Giovanni d’Aniello (born 5 January 1955) is an Italian prelate of the Catholic Church who works in the diplomatic service of the Holy See. An archbishop since 2001, he was appointed Apostolic Nuncio to the Russian Federation on 1 June 2020. He has been apostolic nuncio or apostolic delegate to the Democratic Republic of the Congo, Thailand, Cambodia, Burma and Laos, and Brazil.

Biography
Born in Aversa in the Campania Region of Italy on 5 January 1955, d'Aniello studied at the local seminary and was ordained a priest on 8 December 1978.

He obtained a doctorate in canon law. To prepare for a diplomatic career, he entered the Pontifical Ecclesiastical Academy in 1979. He joined the diplomatic service of the Holy See on 1 June 1983 and his early postings took him to Burundi, Thailand, Lebanon, and Brazil. He also worked in Rome in the Section for Relations with the States of the Secretariat of State of the Holy See, where he had responsibility for the Middle East.

§ INFORMATION SHOWN

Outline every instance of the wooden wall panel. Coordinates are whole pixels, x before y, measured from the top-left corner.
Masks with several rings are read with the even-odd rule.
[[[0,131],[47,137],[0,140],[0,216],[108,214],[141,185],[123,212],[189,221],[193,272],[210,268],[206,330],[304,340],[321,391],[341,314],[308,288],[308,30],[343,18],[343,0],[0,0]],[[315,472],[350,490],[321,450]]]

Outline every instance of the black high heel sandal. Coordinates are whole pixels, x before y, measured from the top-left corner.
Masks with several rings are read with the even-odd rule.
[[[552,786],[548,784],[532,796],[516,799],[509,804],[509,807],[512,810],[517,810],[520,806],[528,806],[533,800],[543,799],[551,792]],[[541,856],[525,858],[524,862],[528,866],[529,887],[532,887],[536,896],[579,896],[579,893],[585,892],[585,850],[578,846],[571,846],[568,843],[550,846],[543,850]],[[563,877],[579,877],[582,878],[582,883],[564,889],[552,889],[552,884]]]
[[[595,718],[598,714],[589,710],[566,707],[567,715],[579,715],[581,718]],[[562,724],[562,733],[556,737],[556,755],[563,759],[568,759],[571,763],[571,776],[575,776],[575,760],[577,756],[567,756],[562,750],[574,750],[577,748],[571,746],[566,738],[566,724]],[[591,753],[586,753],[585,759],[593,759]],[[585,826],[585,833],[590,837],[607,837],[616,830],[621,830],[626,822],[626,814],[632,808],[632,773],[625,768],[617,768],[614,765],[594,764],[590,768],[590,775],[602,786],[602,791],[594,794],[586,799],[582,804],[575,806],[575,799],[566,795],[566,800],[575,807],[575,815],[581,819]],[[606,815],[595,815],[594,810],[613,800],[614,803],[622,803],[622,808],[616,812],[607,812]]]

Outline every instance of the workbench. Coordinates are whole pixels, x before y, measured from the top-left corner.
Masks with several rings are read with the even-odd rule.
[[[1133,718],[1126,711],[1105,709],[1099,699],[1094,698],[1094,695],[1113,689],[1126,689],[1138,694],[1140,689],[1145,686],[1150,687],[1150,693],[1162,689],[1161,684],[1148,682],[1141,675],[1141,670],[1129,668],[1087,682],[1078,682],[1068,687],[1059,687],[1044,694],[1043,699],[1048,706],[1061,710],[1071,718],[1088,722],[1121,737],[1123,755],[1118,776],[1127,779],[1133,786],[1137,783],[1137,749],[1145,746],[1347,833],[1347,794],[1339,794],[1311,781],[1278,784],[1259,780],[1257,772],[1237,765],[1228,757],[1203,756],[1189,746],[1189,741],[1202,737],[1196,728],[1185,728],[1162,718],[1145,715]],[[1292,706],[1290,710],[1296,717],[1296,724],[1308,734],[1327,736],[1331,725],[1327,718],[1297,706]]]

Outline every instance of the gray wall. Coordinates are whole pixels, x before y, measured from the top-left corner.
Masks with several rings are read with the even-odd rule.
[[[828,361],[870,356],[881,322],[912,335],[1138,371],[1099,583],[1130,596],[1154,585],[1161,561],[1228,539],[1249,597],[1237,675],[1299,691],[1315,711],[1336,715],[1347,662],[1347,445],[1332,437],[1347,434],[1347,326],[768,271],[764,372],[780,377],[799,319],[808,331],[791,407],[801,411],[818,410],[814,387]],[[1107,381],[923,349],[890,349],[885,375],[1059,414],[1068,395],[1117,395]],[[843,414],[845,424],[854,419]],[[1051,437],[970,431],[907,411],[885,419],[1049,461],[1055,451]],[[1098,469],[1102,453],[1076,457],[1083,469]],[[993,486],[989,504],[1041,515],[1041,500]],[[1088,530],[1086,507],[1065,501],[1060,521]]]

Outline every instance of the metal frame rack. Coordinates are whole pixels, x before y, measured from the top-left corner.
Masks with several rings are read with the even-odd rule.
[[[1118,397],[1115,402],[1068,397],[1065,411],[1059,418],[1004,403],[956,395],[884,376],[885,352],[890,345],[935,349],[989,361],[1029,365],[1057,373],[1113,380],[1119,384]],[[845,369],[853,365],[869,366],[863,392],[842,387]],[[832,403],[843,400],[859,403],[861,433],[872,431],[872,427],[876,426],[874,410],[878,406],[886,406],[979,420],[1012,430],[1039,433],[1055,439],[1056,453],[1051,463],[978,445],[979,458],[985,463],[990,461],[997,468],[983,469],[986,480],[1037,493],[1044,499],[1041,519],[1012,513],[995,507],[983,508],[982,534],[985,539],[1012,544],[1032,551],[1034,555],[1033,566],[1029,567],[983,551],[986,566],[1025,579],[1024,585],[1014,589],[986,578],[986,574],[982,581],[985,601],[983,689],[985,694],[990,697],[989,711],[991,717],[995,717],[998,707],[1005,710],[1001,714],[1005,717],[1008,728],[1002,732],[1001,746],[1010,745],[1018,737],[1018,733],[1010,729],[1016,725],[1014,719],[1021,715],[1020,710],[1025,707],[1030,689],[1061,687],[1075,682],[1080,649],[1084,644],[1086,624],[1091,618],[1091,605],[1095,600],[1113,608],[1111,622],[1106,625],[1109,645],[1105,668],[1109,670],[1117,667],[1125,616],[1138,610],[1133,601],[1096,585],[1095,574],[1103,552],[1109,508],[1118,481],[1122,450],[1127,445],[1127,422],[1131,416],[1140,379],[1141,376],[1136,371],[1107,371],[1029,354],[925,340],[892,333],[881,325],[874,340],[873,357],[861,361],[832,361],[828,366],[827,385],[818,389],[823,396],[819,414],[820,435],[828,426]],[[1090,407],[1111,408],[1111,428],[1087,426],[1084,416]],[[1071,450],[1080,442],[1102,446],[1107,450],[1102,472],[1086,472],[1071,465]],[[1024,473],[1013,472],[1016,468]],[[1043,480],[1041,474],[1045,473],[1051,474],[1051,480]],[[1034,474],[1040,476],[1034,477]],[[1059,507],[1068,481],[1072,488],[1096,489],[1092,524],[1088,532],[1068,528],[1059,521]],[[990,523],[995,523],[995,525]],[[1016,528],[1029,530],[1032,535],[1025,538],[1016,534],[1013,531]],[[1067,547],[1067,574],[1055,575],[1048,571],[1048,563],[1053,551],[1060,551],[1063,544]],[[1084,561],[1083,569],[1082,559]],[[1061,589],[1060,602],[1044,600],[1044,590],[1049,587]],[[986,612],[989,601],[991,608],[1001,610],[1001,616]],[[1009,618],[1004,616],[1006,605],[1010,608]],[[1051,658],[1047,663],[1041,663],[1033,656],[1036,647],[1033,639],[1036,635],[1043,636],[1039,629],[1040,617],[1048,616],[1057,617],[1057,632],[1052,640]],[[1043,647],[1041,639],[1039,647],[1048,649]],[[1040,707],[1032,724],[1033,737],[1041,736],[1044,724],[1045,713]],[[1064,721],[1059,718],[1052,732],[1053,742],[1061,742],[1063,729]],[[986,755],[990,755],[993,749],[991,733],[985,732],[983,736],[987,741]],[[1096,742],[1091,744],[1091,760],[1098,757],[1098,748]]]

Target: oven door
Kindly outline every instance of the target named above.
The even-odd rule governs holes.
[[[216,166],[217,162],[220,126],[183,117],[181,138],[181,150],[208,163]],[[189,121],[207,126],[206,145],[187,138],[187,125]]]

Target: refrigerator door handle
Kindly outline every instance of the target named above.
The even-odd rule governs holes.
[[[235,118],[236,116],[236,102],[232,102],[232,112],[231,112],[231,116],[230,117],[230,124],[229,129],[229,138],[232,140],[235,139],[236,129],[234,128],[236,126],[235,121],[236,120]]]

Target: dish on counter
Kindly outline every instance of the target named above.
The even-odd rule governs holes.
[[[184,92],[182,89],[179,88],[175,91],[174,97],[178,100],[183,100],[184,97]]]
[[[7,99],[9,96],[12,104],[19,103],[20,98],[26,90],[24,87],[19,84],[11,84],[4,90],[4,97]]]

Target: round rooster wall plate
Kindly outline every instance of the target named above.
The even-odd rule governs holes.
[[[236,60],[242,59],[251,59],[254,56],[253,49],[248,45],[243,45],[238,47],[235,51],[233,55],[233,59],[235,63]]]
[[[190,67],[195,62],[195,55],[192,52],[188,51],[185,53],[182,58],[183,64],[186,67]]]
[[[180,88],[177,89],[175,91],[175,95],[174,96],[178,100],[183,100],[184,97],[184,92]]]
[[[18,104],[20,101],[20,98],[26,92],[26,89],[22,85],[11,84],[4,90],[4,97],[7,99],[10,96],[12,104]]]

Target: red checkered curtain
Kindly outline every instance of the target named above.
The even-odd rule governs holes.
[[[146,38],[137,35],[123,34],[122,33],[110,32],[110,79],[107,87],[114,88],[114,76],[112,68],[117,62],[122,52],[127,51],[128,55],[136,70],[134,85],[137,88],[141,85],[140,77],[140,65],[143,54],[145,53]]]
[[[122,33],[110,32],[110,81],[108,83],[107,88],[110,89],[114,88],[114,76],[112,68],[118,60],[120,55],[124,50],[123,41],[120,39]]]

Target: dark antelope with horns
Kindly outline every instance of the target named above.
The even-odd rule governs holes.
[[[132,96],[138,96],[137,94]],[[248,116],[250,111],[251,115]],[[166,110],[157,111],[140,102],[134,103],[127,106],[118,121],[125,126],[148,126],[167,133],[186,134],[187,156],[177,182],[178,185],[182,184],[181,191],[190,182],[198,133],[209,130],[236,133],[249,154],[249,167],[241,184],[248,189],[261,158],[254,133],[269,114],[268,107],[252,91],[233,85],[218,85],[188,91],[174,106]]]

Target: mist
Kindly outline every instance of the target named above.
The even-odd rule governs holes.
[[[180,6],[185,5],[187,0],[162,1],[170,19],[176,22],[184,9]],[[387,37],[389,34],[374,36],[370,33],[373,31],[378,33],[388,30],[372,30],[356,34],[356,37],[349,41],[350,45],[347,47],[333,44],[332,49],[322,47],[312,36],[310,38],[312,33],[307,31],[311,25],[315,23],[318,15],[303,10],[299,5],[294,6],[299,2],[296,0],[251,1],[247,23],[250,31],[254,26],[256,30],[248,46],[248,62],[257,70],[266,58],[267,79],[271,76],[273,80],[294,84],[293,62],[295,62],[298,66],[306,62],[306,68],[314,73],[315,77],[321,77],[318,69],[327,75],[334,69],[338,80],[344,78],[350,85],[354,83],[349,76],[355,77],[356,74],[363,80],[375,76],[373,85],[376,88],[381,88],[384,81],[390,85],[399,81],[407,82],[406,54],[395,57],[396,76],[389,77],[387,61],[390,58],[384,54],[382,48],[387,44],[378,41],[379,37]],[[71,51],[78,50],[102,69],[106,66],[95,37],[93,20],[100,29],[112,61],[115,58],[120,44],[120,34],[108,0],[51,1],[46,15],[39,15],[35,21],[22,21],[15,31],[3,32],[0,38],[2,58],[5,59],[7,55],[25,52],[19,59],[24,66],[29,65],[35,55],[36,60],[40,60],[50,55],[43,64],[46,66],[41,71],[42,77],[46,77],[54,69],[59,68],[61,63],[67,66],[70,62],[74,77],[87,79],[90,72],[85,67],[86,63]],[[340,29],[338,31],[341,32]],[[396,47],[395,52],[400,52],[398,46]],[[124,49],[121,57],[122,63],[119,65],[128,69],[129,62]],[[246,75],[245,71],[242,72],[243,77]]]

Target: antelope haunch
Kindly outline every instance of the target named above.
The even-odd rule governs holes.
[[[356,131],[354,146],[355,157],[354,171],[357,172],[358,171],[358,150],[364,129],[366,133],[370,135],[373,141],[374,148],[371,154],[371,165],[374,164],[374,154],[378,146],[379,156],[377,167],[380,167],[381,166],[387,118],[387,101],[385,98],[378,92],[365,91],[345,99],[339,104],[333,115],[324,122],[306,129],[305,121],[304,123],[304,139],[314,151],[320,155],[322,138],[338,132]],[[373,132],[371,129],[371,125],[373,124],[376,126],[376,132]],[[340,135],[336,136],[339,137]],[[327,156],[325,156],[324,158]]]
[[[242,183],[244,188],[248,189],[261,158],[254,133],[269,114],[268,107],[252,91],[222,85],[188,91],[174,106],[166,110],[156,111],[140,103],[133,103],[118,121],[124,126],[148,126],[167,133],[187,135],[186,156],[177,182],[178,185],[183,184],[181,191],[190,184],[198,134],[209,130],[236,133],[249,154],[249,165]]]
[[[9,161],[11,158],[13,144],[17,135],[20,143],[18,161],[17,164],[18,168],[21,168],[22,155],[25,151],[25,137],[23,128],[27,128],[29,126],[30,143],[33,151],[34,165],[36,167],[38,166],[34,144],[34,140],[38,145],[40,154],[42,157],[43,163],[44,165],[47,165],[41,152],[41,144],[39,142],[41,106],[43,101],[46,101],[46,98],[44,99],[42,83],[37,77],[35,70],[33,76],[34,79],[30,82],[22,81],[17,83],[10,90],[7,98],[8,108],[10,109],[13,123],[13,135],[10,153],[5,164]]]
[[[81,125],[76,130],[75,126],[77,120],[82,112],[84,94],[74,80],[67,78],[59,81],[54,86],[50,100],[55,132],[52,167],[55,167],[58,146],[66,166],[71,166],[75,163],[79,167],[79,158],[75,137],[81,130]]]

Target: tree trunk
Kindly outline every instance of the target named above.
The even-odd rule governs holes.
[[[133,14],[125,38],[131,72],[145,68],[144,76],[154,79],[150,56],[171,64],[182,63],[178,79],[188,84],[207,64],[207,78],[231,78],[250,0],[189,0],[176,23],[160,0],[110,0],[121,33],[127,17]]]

§ SET PROBLEM
According to the biography of Giovanni d’Aniello above, why did he enter the Pontifical Ecclesiastical Academy in 1979?

§ WRITTEN ANSWER
He entered the Pontifical Ecclesiastical Academy in 1979 to prepare for a diplomatic career. He then joined the diplomatic service of the Holy See on 1 June 1983.